PROVIDED TEXT |
* START *

At long last The New York Times has published its long-awaited exposé detailing its role and that of its Pulitzer Prize winning reporter, Judith Miller in the scandal that has come to be commonly referred to as “Plamegate.”
It is not a pretty picture. Neither the Times nor Judith Miller emerge from this article looking at all favorable. More problematical for the Times, whose reputation has been badly tarnished by this affair, the article seemingly raises more questions than it answers both about the veracity of Judith Miller and the transparency of America’s “newspaper of record,” The New York Times.
The new Times article is far from kind to Judith Miller, nor does it offer compelling justification for Miller’s long refusal to testify before Special Prosecutor Patrick Fitzgerald’s grand jury that has been investigating the July 2003 outing of Valerie Plame Wilson as a covert CIA agent involved in preventing the proliferation of WMD.

* END *

RECORDED INFORMATION |
* START *

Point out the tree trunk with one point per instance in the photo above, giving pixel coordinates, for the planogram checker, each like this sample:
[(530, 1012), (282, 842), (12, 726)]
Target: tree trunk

* END *

TO DO |
**1.** Please reproduce the Plamegate commentary word for word, starting with "The new Times" and going on through "proliferation of WMD.".
**2.** According to the Plamegate commentary, who is the special prosecutor whose grand jury Judith Miller long refused to testify before?
**3.** Sum up the Plamegate commentary in two sentences.
The listing above comes from a separate source, not from the Plamegate commentary.

ANSWERS |
**1.**
The new Times article is far from kind to Judith Miller, nor does it offer compelling justification for Miller’s long refusal to testify before Special Prosecutor Patrick Fitzgerald’s grand jury that has been investigating the July 2003 outing of Valerie Plame Wilson as a covert CIA agent involved in preventing the proliferation of WMD.

**2.** Patrick Fitzgerald

**3.** The New York Times has published its long-awaited exposé of its own role and that of its Pulitzer Prize-winning reporter Judith Miller in the Plamegate scandal, and neither comes out looking at all favorable. The article seemingly raises more questions than it answers about Miller's veracity and the paper's transparency, and it offers no compelling justification for her long refusal to testify before Special Prosecutor Patrick Fitzgerald's grand jury investigating the July 2003 outing of Valerie Plame Wilson as a covert CIA agent.